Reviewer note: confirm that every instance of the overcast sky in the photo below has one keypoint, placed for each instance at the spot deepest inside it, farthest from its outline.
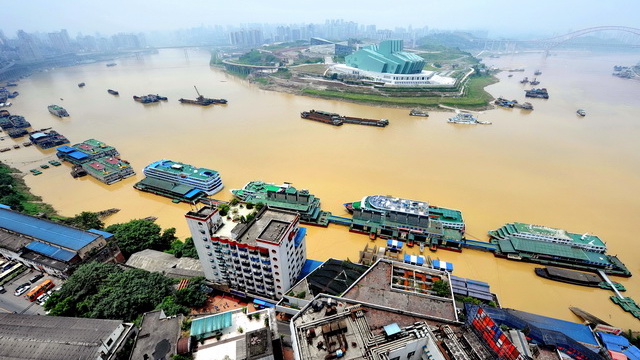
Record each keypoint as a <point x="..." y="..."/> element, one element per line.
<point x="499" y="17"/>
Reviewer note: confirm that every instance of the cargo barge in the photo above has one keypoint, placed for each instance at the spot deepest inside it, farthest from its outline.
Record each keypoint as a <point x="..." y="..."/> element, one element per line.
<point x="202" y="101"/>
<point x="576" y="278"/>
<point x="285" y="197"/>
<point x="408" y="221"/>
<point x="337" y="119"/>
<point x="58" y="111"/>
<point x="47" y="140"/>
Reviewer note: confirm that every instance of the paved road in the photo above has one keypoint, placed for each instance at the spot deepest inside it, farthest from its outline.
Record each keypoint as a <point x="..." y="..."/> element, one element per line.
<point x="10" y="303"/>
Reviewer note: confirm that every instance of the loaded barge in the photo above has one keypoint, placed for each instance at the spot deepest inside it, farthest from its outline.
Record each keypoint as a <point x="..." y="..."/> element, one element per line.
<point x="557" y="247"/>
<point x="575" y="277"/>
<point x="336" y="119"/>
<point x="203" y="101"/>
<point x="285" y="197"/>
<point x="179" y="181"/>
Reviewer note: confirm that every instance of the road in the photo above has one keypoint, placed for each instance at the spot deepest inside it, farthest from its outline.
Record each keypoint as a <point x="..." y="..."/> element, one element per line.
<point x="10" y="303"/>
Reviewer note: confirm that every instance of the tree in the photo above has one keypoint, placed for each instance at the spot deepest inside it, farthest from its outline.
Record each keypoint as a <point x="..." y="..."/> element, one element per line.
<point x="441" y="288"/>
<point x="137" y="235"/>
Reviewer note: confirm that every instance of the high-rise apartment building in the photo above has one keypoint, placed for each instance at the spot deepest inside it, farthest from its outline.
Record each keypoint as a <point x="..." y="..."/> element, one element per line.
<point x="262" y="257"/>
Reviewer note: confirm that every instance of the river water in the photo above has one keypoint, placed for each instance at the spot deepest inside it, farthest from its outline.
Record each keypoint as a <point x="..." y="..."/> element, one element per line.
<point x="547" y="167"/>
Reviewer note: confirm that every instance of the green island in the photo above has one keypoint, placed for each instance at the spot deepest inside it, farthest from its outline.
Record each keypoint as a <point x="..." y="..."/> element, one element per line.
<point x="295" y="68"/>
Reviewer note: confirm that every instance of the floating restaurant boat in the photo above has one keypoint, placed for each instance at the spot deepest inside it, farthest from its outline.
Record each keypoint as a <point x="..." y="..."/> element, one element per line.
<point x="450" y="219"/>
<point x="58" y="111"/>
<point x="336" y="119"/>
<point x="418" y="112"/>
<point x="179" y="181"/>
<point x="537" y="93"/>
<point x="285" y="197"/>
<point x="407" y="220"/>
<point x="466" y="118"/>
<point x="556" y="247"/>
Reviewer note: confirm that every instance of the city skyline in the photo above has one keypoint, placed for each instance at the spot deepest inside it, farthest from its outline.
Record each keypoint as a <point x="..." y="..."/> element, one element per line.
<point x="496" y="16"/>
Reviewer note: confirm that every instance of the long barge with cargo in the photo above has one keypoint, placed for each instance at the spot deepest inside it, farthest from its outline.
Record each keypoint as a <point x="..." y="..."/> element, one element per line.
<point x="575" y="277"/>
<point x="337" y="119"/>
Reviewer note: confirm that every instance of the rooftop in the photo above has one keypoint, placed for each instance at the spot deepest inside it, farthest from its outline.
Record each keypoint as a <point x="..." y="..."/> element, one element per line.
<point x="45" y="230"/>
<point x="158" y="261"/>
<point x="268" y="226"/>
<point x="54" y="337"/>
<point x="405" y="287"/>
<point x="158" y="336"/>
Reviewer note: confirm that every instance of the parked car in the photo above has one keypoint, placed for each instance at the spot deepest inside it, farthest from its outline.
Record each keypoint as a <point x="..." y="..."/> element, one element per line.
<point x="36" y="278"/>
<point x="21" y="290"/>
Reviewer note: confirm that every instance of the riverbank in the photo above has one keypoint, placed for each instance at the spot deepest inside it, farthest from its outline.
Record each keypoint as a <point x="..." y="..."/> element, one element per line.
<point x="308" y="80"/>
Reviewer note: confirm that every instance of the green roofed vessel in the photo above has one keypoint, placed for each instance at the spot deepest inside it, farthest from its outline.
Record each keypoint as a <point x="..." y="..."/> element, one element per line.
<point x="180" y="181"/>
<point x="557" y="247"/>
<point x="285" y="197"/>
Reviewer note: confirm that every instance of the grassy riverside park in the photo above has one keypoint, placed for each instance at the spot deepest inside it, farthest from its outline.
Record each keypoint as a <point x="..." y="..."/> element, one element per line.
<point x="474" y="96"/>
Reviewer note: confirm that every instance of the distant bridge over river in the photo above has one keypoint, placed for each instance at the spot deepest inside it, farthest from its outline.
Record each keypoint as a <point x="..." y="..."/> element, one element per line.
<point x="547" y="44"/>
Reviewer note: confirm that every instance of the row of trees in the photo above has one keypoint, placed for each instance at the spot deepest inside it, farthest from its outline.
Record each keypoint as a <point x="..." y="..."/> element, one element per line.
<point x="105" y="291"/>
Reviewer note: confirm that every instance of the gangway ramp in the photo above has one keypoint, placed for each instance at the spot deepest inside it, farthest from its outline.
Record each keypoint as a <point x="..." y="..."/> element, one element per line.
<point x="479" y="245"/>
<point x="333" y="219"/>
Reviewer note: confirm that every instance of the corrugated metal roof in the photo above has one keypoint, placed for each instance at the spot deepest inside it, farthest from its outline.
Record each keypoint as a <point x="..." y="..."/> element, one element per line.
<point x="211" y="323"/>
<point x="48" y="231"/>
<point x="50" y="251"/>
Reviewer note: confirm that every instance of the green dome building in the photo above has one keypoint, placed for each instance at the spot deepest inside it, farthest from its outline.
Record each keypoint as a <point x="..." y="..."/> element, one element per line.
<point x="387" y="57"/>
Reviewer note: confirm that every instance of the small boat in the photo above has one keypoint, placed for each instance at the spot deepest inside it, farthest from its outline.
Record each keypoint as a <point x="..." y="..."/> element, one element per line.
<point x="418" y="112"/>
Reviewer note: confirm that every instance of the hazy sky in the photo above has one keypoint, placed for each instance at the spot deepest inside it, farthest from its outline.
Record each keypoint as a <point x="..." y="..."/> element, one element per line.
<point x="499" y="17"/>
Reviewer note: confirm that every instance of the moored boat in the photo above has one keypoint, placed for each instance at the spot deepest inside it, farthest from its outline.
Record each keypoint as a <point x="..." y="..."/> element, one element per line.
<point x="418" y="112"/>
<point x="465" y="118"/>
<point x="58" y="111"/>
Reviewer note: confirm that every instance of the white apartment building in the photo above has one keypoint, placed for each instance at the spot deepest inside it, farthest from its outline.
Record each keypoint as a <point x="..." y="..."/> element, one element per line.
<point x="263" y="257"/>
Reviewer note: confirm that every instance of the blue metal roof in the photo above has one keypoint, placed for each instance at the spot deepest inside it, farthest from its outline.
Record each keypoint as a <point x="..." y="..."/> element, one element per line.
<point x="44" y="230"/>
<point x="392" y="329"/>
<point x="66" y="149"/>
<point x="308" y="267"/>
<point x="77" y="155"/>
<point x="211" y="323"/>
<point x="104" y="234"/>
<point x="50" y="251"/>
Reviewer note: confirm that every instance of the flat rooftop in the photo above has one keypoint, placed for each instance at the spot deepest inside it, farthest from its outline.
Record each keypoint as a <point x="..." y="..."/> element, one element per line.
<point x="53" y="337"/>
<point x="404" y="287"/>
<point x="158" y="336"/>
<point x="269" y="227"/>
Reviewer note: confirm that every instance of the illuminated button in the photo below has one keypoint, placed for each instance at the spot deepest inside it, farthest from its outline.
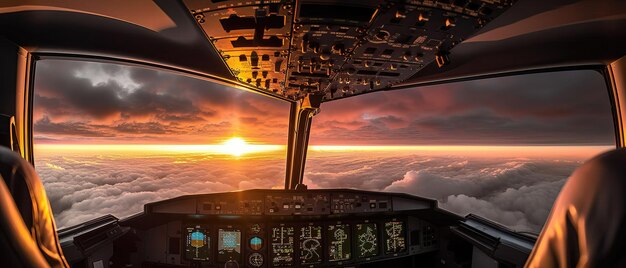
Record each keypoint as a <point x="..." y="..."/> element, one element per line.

What you will do:
Without the pictures, restate all of the entries word for word.

Written reply:
Reviewer note: confirm that every instance of the overcast sky in the photo below has one keypoint, placed for each instance at the spot deepest inside it, farthest from its outline.
Record each keypoint as a <point x="..." y="..."/> element, one element per line.
<point x="499" y="17"/>
Reviewer note: confirm that every instance of the cargo barge in the photo above has one keypoint, placed for each instance at the spot deepest inside it, farthest from its outline.
Record each keypoint as a <point x="..." y="..."/> element, one element per line.
<point x="202" y="101"/>
<point x="576" y="278"/>
<point x="285" y="197"/>
<point x="408" y="221"/>
<point x="337" y="119"/>
<point x="58" y="111"/>
<point x="47" y="140"/>
Reviewer note: confirm that every instance of the paved road in the photo above has one keypoint, placed for each instance at the spot deepest inside it, farthest from its outline.
Record each keypoint as a <point x="..." y="..."/> element, one element per line.
<point x="10" y="303"/>
Reviewer note: confirm that every instance of the loaded barge in the photo above has one keypoint, placed for each instance at the spot deepest inside it, farthest from its outline.
Record each keypoint as a <point x="..." y="..."/> element, one element per line.
<point x="557" y="247"/>
<point x="575" y="277"/>
<point x="336" y="119"/>
<point x="203" y="101"/>
<point x="285" y="197"/>
<point x="179" y="181"/>
Reviewer note: confirm that every instance of the road in the photo above has one keypoint, placed for each instance at the spot deepest inside it, farthest from its outline.
Record each keypoint as a <point x="..." y="..."/> element, one element per line.
<point x="10" y="303"/>
Reviewer note: confirm that every instance of the tree in the photo above has one keypoint, placed for each instance at the spot deepest inside it, farthest from its outline.
Record each keypoint as a <point x="..." y="..."/> element, one element per line.
<point x="441" y="288"/>
<point x="137" y="235"/>
Reviewer note: confirm that every instance of the high-rise apartment building in the photo above has one keypoint, placed for each instance at the spot deepest inside it, farthest from its outline.
Record each keypoint as a <point x="..." y="..."/> element, one element per line.
<point x="262" y="257"/>
Reviewer note: confirm that every instance of the river water in the photo above has one keypoint, placed for each instance at the spot deepest inside it, farthest from its outline.
Record each keypoint as a <point x="..." y="..."/> element, one element per line.
<point x="547" y="167"/>
Reviewer note: confirm that every instance of the green island in the photo above has one keypoint, placed for each instance at the spot deepest inside it, farthest from its outline.
Record each keypoint as a <point x="..." y="..."/> element, one element per line.
<point x="295" y="68"/>
Reviewer note: confirm that every instance of the floating restaurant boat in the photo above has one keypoint, placed for each instance at the spot deepest inside it, farthest from its outline.
Record each keypoint as a <point x="..." y="..."/> element, one element per line.
<point x="450" y="219"/>
<point x="58" y="111"/>
<point x="336" y="119"/>
<point x="418" y="112"/>
<point x="179" y="181"/>
<point x="537" y="93"/>
<point x="285" y="197"/>
<point x="407" y="220"/>
<point x="466" y="118"/>
<point x="556" y="247"/>
Reviewer note: confirm that every instance of the city skyline in the photo above has one keypoint, placed for each instance at the spot deepest inside it, farthest from its outline.
Record each keypoint as a <point x="..." y="..."/> element, one element per line.
<point x="496" y="16"/>
Reviewer note: confirm that every instance of the long barge with cargo in the photo above has one keypoint, placed for each instance at the spot deepest inside it, farthest from its outline.
Record each keypoint as a <point x="..." y="..."/> element, one element per line.
<point x="575" y="277"/>
<point x="337" y="119"/>
Reviewer note: confirm that every instance of the rooftop in the photo above has one keypoint, placed for each instance at the spot deepest inside it, farthest from its outline.
Record each keypoint as a <point x="..." y="..."/> element, one element per line.
<point x="45" y="230"/>
<point x="158" y="261"/>
<point x="268" y="226"/>
<point x="54" y="337"/>
<point x="405" y="287"/>
<point x="158" y="336"/>
Reviewer note: confirm that every instance of the parked car in the photo above has one keypoint, placed for each instance at the spot deepest inside it, farthest from its outline.
Record each keypoint as a <point x="..." y="..."/> element, one element per line.
<point x="36" y="278"/>
<point x="21" y="290"/>
Reviewer note: confirm that every instance of the riverbank in the photo above has one keypoint, placed for each instance at the spot deepest inside it, farthest from its outline.
Record each keypoint as a <point x="..." y="..."/> element, one element per line.
<point x="308" y="80"/>
Reviewer note: confirm that every instance of the green roofed vessel in the photo above has one keypoint, placed for each instance at the spot deepest inside it, farthest from its outline.
Record each keypoint as a <point x="..." y="..."/> element, one element per line.
<point x="180" y="181"/>
<point x="557" y="247"/>
<point x="285" y="197"/>
Reviewer note: confirm that every instance of the grassy riverside park in the photo above has one keypoint, placed for each instance at the spot deepest inside it, farthest from its outline.
Record each keypoint as a <point x="..." y="..."/> element, one element per line.
<point x="474" y="96"/>
Reviewer note: confirm that every instance of the distant bridge over river in the photo above has one keypoint, placed for each instance at the spot deepest inside it, farthest from its outline.
Record each keypoint as a <point x="..." y="..."/> element, one element per line.
<point x="547" y="44"/>
Reviewer note: confirm that every instance of the row of trees in the photo above has one keypoint, placed for each instance at the spot deepest inside it, farthest from its outline.
Record each keypoint as a <point x="..." y="..."/> element, one element per line.
<point x="105" y="291"/>
Reviewer note: confirm that every instance of the gangway ramp in the photo above has one keypoint, placed for each instance at the spot deepest inside it, farthest from its outline.
Record each keypoint as a <point x="..." y="..."/> element, one element per line.
<point x="479" y="245"/>
<point x="333" y="219"/>
Reviewer note: confirm that every instance of the corrugated metal roof in the photo above has one keypoint, placed for each instance at the spot deepest inside it, farthest from its outline.
Record each keypoint as a <point x="..." y="..."/> element, one element per line.
<point x="211" y="323"/>
<point x="48" y="231"/>
<point x="50" y="251"/>
Reviewer note: confirm that every instance of the green dome building in the photo above has one keypoint, placed for each instance at the spot deepest inside it, farthest from its outline.
Record each keypoint as a <point x="..." y="..."/> element, one element per line.
<point x="387" y="57"/>
Reviewer note: confirm that every instance of the small boat in the photo above has one keypoint, placed for each instance at the spot deepest inside it, farthest from its outline.
Record each keypoint as a <point x="..." y="..."/> element, one element per line.
<point x="418" y="112"/>
Reviewer note: confirm that every instance of the hazy sky in the photo above has one keypoint, placed for each instance at the spot deepest inside it, farthest from its outline.
Record each keypoint as a <point x="..." y="..."/> element, one element per line.
<point x="499" y="17"/>
Reviewer note: confirm that every instance of the moored boat in the photo above has one keypoint, placed for each instance at the spot deepest inside it, farthest from its outline.
Record each keypoint as a <point x="..." y="..."/> element, one element per line.
<point x="418" y="112"/>
<point x="465" y="118"/>
<point x="58" y="111"/>
Reviewer note: confirm that every instance of the white apartment building in the photo above has one keypoint, placed for each instance at the spot deepest inside it, farthest from its outline.
Record each keypoint as a <point x="..." y="..."/> element, one element per line.
<point x="263" y="257"/>
Reviewer note: confirm that every instance of the blue metal roof in the photo above has one keypoint, placed for each instance at the spot deepest inside it, farthest from its outline.
Record each keypoint as a <point x="..." y="..."/> element, one element per line.
<point x="44" y="230"/>
<point x="392" y="329"/>
<point x="66" y="149"/>
<point x="308" y="267"/>
<point x="77" y="155"/>
<point x="211" y="323"/>
<point x="104" y="234"/>
<point x="50" y="251"/>
Reviewer note: confirm that every instance of the flat rooftop in the photo above has one keypoint, placed for each instance at the spot deepest inside it, farthest from its outline.
Record each keypoint as a <point x="..." y="..."/> element, one element per line.
<point x="53" y="337"/>
<point x="404" y="287"/>
<point x="158" y="336"/>
<point x="269" y="227"/>
Reviewer note: confirm that every instance of the illuminated button in the photo below has one keypoint, placed for each instance at the spot deepest inside it, farthest from its outline.
Record each keypoint as a <point x="..." y="..."/> element, one element per line.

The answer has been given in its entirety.